• ASSIGNED TASK: With the pictures removed, set down all of the entries below exactly.

──────────

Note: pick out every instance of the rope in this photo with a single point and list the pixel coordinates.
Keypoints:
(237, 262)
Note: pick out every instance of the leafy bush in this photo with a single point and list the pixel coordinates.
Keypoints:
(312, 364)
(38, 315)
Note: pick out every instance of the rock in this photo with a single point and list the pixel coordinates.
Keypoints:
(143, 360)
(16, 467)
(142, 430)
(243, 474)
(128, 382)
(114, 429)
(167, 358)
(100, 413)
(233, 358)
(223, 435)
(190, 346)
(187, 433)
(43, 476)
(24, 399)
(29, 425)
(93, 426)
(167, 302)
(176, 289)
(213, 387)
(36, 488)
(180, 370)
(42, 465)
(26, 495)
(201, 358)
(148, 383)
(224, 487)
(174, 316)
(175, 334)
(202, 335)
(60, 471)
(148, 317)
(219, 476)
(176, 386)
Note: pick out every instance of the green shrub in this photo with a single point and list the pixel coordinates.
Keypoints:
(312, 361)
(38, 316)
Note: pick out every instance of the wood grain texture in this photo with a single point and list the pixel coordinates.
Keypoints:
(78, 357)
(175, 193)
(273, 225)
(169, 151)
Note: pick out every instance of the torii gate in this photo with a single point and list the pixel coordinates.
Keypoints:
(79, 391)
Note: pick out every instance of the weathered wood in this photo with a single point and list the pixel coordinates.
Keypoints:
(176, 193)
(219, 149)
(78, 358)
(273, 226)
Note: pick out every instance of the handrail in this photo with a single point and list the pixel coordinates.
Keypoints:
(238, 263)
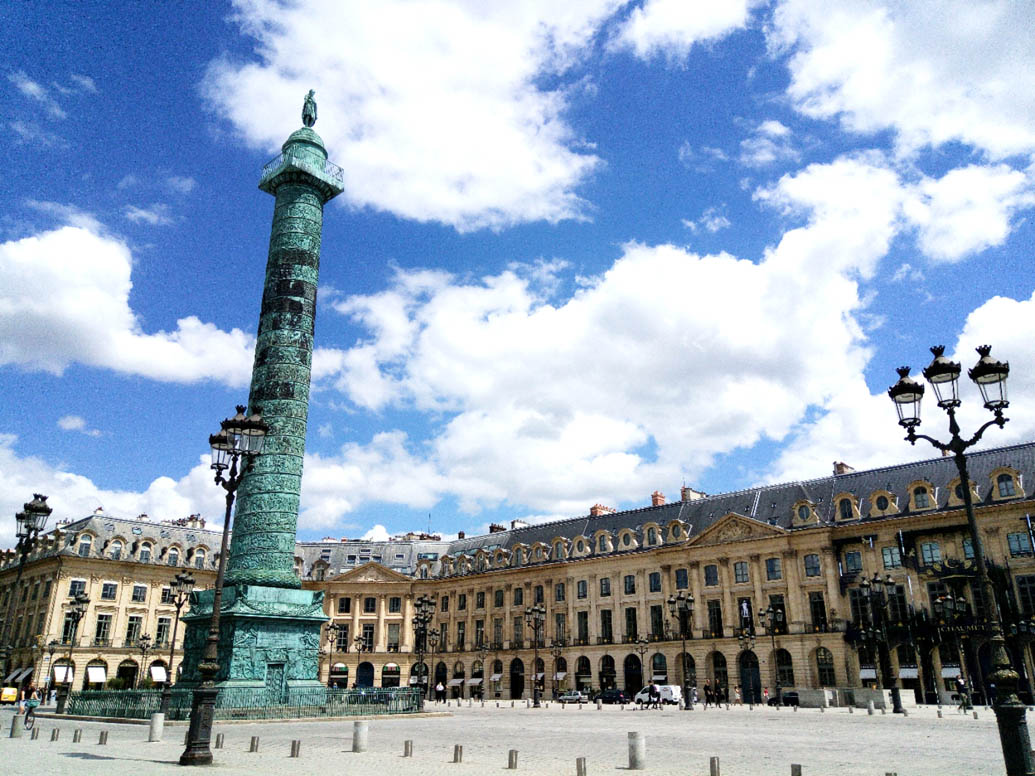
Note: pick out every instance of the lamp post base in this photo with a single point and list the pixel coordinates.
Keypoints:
(200, 732)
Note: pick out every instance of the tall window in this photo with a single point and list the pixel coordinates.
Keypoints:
(740, 571)
(715, 618)
(811, 565)
(682, 578)
(711, 575)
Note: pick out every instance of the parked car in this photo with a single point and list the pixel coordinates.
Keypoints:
(785, 698)
(612, 696)
(573, 696)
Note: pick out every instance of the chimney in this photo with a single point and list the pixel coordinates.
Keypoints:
(841, 468)
(688, 494)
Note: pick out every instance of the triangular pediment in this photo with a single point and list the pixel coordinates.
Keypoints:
(733, 527)
(372, 572)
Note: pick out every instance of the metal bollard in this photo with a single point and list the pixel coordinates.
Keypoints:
(360, 732)
(638, 751)
(156, 728)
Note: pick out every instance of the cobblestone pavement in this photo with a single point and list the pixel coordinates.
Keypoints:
(748, 743)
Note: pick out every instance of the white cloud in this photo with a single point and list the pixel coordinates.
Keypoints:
(770, 142)
(85, 317)
(156, 215)
(77, 423)
(929, 70)
(672, 27)
(435, 110)
(37, 92)
(968, 209)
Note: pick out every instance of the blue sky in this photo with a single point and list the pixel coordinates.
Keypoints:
(586, 250)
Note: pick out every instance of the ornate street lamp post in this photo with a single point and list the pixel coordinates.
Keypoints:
(30, 521)
(180, 590)
(423, 610)
(681, 608)
(234, 451)
(950, 610)
(989, 376)
(146, 645)
(72, 617)
(535, 617)
(772, 620)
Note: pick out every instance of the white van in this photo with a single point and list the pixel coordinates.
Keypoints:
(671, 693)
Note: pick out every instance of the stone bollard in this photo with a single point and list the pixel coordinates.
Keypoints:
(638, 751)
(360, 733)
(157, 727)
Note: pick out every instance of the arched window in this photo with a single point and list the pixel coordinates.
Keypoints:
(920, 498)
(825, 667)
(845, 506)
(1005, 484)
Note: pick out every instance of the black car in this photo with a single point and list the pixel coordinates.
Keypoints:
(612, 696)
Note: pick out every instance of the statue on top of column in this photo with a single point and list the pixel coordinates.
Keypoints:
(309, 109)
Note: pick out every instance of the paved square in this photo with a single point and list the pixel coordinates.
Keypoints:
(748, 743)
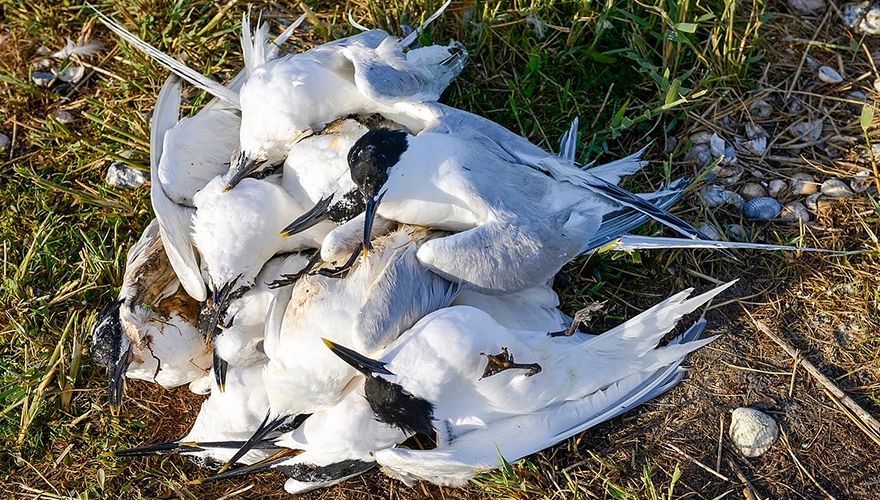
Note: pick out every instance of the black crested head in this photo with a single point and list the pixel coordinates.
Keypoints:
(106, 345)
(373, 155)
(393, 405)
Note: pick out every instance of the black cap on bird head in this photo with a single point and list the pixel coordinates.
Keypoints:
(369, 161)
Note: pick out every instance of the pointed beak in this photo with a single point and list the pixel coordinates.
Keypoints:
(372, 204)
(116, 384)
(260, 466)
(266, 427)
(361, 363)
(319, 213)
(242, 167)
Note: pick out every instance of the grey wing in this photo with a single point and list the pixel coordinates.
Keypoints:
(510, 256)
(400, 296)
(174, 220)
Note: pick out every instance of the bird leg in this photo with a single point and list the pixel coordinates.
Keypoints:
(582, 317)
(289, 279)
(504, 361)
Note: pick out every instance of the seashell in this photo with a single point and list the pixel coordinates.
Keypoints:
(803, 184)
(715, 196)
(829, 75)
(757, 146)
(752, 432)
(64, 116)
(862, 181)
(701, 137)
(777, 188)
(761, 109)
(795, 211)
(699, 154)
(763, 208)
(728, 174)
(755, 131)
(43, 78)
(737, 232)
(72, 74)
(836, 188)
(709, 230)
(812, 202)
(753, 190)
(123, 176)
(807, 6)
(809, 129)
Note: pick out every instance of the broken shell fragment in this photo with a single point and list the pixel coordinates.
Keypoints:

──────────

• ANSWER FOR THE TASK:
Note: pick out every instance of the rope in this photo with a single point and list the pixel coordinates.
Keypoints:
(237, 262)
Note: pick out every instance of the leafy bush in this photo with a single point and list the pixel coordinates.
Keypoints:
(312, 364)
(38, 315)
Note: pick out every instance of the rock in this photo with a single point and list the pixel coordinates.
Keypoints:
(143, 360)
(16, 467)
(142, 430)
(243, 474)
(128, 382)
(114, 429)
(167, 358)
(100, 413)
(233, 358)
(223, 435)
(190, 346)
(187, 433)
(43, 476)
(24, 399)
(29, 425)
(93, 426)
(167, 302)
(176, 289)
(213, 387)
(36, 488)
(180, 370)
(42, 465)
(26, 495)
(201, 358)
(148, 383)
(224, 487)
(174, 316)
(175, 334)
(202, 335)
(60, 471)
(148, 317)
(219, 476)
(176, 386)
Note: pick out every instance of the green shrub in this photo with a single point and list the pixel coordinates.
Keypoints:
(312, 361)
(38, 316)
Note: pick out every instance of the wood grain texture in this photo with a single point and list the pixel coordinates.
Keypoints:
(78, 357)
(175, 193)
(273, 225)
(169, 151)
Note: pick out every instance of the torii gate in this photo with a single point and list the pixel coordinates.
Keypoints:
(79, 391)
Note: pick out every instance of the weathered wood in this photo with a single point and list the pixel coordinates.
Keypoints:
(176, 193)
(219, 149)
(78, 358)
(273, 226)
Note: pick out every instance of the handrail in this photo with a single point and list the pixel coordinates.
Keypoints:
(238, 263)
Note: pick out every instance of the lamp post base in this photo with a single point and list the pixel coordinates.
Keypoints:
(200, 732)
Note: pick out every instance of the tall window in this photo with a single point and list the pixel coordinates.
Keypoints:
(740, 571)
(715, 618)
(811, 565)
(682, 578)
(711, 575)
Note: pick out every instance of the parked car in this photo with a single point and list the pixel coordinates.
Keypoints:
(785, 698)
(612, 696)
(573, 696)
Note: pick out every instance of the chimney in this photo with a single point and list the pixel coordinates.
Keypoints:
(841, 468)
(688, 494)
Note: pick out every instance of the triangular pediment in this photo with a single point and list the pixel coordinates.
Keypoints:
(733, 527)
(372, 572)
Note: pick out every instance of the metal bollard in this photo with a single point and list the pixel coordinates.
Keypoints:
(360, 732)
(638, 751)
(156, 728)
Note: pick out every instance of the cobblestone pavement in this photo with a single point and list the pixel coordinates.
Keypoints:
(748, 743)
Note: pick out every instance of the white cloud in this photo with a single point and list the pixel coordinates.
Keypoints:
(770, 142)
(85, 317)
(156, 215)
(77, 423)
(929, 70)
(672, 27)
(435, 110)
(37, 92)
(968, 209)
Note: pick out every instance of the blue sky in this photo with a single point and list the pixel coordinates.
Keypoints:
(586, 250)
Note: pick out every instance of the ornate street lamp post in this photo with a single point and list the pixel coordinates.
Keypoints:
(30, 521)
(180, 590)
(423, 610)
(681, 608)
(234, 451)
(950, 610)
(989, 376)
(146, 645)
(72, 617)
(535, 617)
(772, 620)
Note: pick out every instance of the white van in this photo with a single point and list the pixel coordinates.
Keypoints:
(671, 693)
Note: pick out every instance of the stone bollard in this photo with a single point and list the pixel coordinates.
Keypoints:
(638, 751)
(360, 733)
(157, 727)
Note: pick out every instance of the arched window in this photo with a single point and list the pixel coordinates.
Keypoints:
(920, 498)
(825, 667)
(845, 506)
(1005, 484)
Note: pick out every instance of the black car in this photo with a single point and list the pixel coordinates.
Keypoints:
(612, 696)
Note: pick out every instance of the statue on top of column in this photo with a single point and list the pixel coordinates.
Keypoints:
(309, 109)
Note: pick out every instance of the paved square in this photo with a single point and list the pixel coordinates.
Keypoints:
(748, 743)
Note: pick out every instance of the black crested head in this photo with a single point and list the pixel coordinates.
Keypoints:
(106, 345)
(373, 155)
(393, 405)
Note: pick out every instance of the black cap on bird head in this photo with a single point and list the pixel coordinates.
Keypoints:
(369, 161)
Note: pick out every instance of the pointed beak in this photo with a single point and list the pixel coordinates.
Keypoints:
(372, 204)
(116, 384)
(260, 466)
(266, 427)
(361, 363)
(319, 213)
(242, 167)
Note: pick out every instance of the grey wing in this photo with a single point and list the pixel coordinates.
Keypoints:
(510, 256)
(400, 296)
(174, 220)
Note: pick out every instance of the bird leg in this photo with a single point and list the pixel coordinates.
Keypoints:
(582, 317)
(289, 279)
(504, 361)
Note: pick out every instance of the seashell in this photo with a single point and list the pixel coordinates.
Keypoints:
(803, 184)
(715, 196)
(829, 75)
(757, 146)
(752, 432)
(64, 116)
(862, 181)
(701, 137)
(777, 188)
(761, 109)
(795, 211)
(699, 154)
(763, 208)
(728, 174)
(755, 131)
(43, 78)
(737, 232)
(72, 74)
(836, 188)
(709, 230)
(812, 202)
(753, 190)
(123, 176)
(807, 6)
(809, 129)
Note: pick out every instance of the broken shell fragment in this photo with a single point and list the pixel coordinates.
Keypoints:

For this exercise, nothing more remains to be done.